# Start of DATA LINES

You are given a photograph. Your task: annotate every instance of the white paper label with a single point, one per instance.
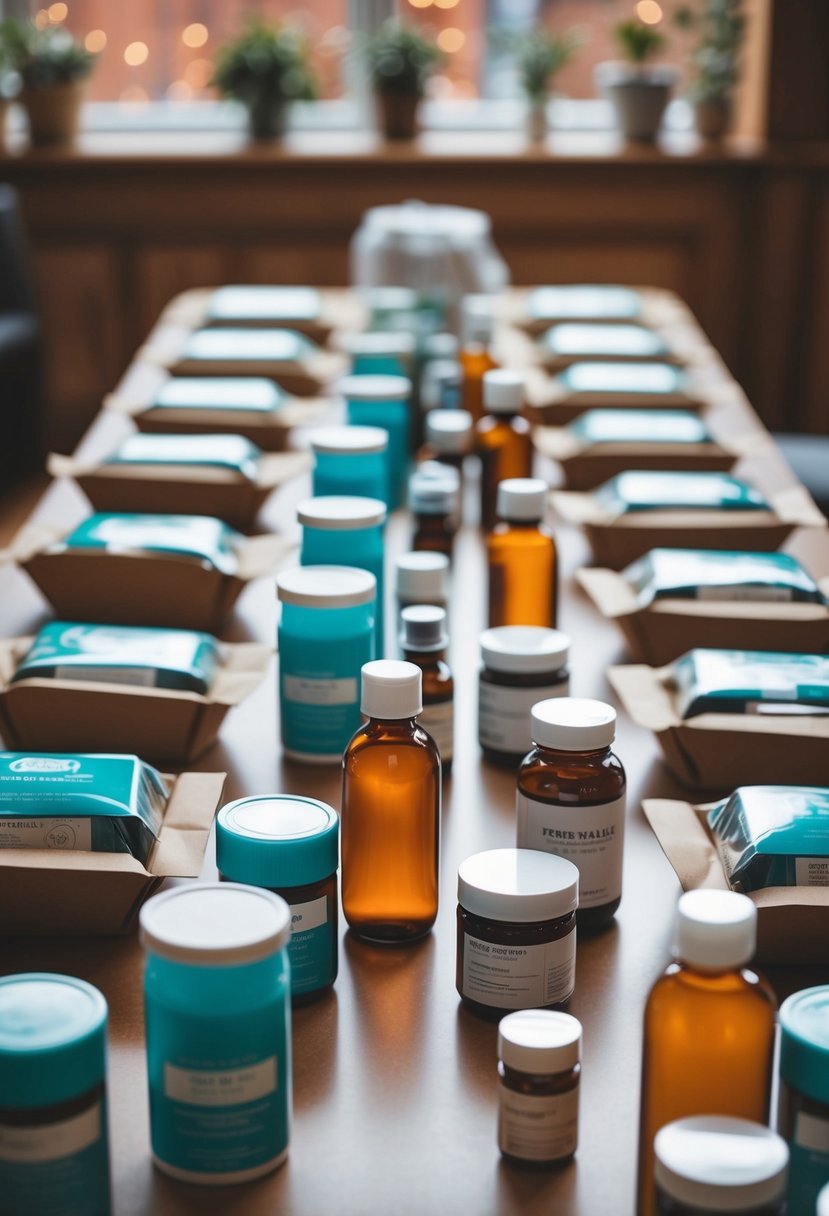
(537, 1129)
(231, 1087)
(519, 977)
(503, 714)
(49, 1142)
(591, 837)
(320, 692)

# End of DATA LINES

Extract every line of the rows above verbatim, omitting the picture from your output.

THE COMPLETED TASK →
You are given a photograph. Your task: annotate every instance of the white paper label with a single point, one per instance.
(537, 1129)
(231, 1087)
(519, 977)
(503, 714)
(49, 1142)
(591, 837)
(320, 692)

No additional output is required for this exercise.